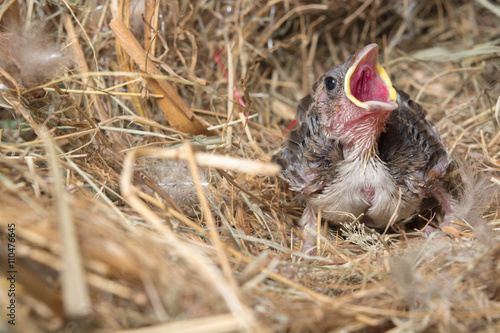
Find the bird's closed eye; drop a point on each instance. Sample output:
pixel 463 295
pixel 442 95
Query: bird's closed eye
pixel 330 83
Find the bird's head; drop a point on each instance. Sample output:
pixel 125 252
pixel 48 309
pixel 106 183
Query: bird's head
pixel 356 98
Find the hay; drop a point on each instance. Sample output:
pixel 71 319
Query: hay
pixel 102 239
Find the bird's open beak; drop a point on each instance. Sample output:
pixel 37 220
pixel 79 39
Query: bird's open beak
pixel 367 84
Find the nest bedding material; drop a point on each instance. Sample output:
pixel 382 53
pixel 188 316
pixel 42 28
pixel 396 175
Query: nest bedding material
pixel 135 168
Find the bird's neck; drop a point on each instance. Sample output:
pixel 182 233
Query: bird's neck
pixel 360 137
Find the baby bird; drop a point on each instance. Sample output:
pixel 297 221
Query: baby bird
pixel 360 146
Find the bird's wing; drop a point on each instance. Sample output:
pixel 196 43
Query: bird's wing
pixel 411 146
pixel 308 157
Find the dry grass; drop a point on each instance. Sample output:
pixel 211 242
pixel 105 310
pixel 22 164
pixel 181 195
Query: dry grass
pixel 112 236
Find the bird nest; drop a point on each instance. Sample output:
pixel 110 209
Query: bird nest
pixel 136 189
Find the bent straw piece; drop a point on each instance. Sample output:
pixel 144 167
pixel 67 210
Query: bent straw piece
pixel 176 111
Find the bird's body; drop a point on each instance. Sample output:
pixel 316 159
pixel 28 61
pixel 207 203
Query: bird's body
pixel 362 147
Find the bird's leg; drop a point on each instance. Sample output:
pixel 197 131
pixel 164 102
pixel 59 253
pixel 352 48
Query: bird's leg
pixel 309 220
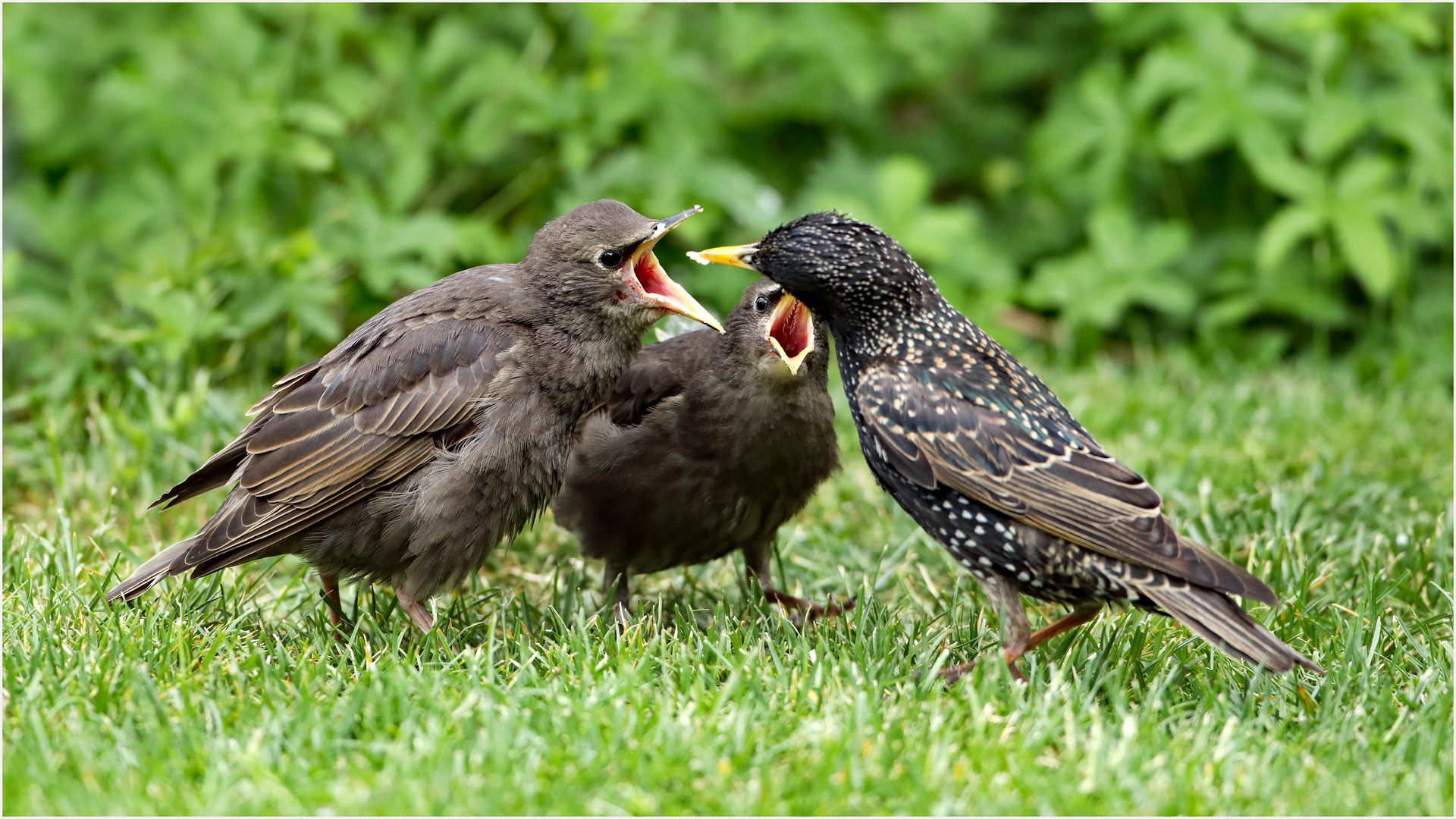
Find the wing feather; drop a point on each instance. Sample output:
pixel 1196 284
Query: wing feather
pixel 334 431
pixel 1056 480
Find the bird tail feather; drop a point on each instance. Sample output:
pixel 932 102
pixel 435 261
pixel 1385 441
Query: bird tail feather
pixel 166 563
pixel 1220 621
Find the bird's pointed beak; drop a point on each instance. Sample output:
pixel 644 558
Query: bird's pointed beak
pixel 791 331
pixel 737 256
pixel 651 281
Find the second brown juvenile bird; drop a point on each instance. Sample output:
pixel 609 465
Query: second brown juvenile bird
pixel 707 445
pixel 438 426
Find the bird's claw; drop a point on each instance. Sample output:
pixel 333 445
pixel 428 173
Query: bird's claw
pixel 952 673
pixel 808 613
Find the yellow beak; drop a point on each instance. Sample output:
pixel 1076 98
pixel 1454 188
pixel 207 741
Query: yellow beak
pixel 645 276
pixel 737 256
pixel 791 331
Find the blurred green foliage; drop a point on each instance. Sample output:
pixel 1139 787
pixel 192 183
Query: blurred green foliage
pixel 235 187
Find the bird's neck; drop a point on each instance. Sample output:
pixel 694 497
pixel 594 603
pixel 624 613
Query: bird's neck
pixel 881 327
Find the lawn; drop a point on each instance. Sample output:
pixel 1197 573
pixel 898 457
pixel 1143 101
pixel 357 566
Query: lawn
pixel 231 695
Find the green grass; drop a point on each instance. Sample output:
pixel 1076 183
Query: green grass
pixel 229 695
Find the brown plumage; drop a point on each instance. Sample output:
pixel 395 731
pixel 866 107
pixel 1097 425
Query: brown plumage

************

* Problem to work on *
Set down every record once more, word for word, without pictures.

* Solution below *
Find the bird's closed eye; drop a point on each instance. Sample output:
pixel 463 295
pixel 442 95
Query: bird's closed eye
pixel 330 83
Find the bird's head; drop a point on each instance. Sample output:
pixel 125 252
pixel 48 309
pixel 106 183
Query: bird's head
pixel 356 98
Find the hay; drop a point on each instance. Sample output:
pixel 71 319
Query: hay
pixel 102 239
Find the bird's open beak; drop a point on each instance. Sample output:
pixel 37 220
pixel 79 39
Query: bird's open beak
pixel 367 84
Find the nest bedding material; drop a point on each instance. Sample output:
pixel 382 53
pixel 188 316
pixel 42 28
pixel 396 175
Query: nest bedding material
pixel 135 168
Find the bird's neck; drop a point on each instance. Sample output:
pixel 182 233
Query: bird's neck
pixel 360 137
Find the baby bird; drop a point on each instance. Sample output:
pixel 297 221
Query: baby bird
pixel 360 146
Find the bird's wing; drop a point on each instance. Sample output:
pixel 196 43
Query: bird's wing
pixel 411 146
pixel 308 157
Find the dry grass; drop a point on each instance. Sample output:
pixel 211 242
pixel 105 310
pixel 22 164
pixel 181 195
Query: dry grass
pixel 112 236
Find the bird nest; drop a point on each instance. Sample output:
pixel 110 209
Query: bird nest
pixel 136 189
Find the bent straw piece; drop a point on each instance. Sample output:
pixel 144 167
pixel 67 210
Query: bent straw piece
pixel 176 111
Find the bird's body; drop a point on each instance. Sample output:
pixel 316 159
pixel 28 61
pixel 207 203
Query: bird's body
pixel 362 147
Find the bird's leg; drop a point on each instance. Sample output:
pixel 197 131
pixel 164 102
pixel 59 253
pixel 352 48
Query: bird's leg
pixel 309 220
Find the wing feather; drop a point on each instance. Sample output:
pixel 1196 284
Query: wing feather
pixel 334 431
pixel 1056 480
Find the bird tail feather; drop a point on each instance. Sample output:
pixel 932 102
pixel 435 261
pixel 1385 441
Query: bird tail feather
pixel 166 563
pixel 1220 621
Find the bird's pointed beak; drop a point on each instance. Sample output:
pixel 644 558
Query: bird's pointed beak
pixel 791 331
pixel 737 256
pixel 651 281
Find the second brown juvenile bird; drop a point on each instance. Sample output:
pixel 609 465
Query: second brown juvenile bird
pixel 707 445
pixel 438 426
Find the bird's claw; drop a point on each instance. Sample output:
pixel 333 445
pixel 428 173
Query: bird's claw
pixel 952 673
pixel 808 613
Find the yellow beak; drop a point on each instance. Sample output:
pixel 1076 98
pixel 1454 188
pixel 207 741
Query: yellow beak
pixel 645 276
pixel 737 256
pixel 791 331
Find the blurred green foliage; drop a point on each instance. Sample output:
pixel 1139 787
pixel 192 183
Query: blurred green foliage
pixel 235 187
Find the bird's neck; drop a point on each instance. Sample output:
pixel 694 497
pixel 594 603
pixel 624 613
Query: bird's neck
pixel 881 327
Find the lawn; drop a point on each instance. Sample output:
pixel 1197 573
pixel 898 457
pixel 1143 101
pixel 357 566
Query: lawn
pixel 231 695
Find the green grass; drop a point on each instance. Sample output:
pixel 1076 183
Query: green grass
pixel 229 695
Find the brown plumage; drop a point on each instance. Sample output:
pixel 395 731
pixel 866 107
pixel 1097 425
Query: brown plumage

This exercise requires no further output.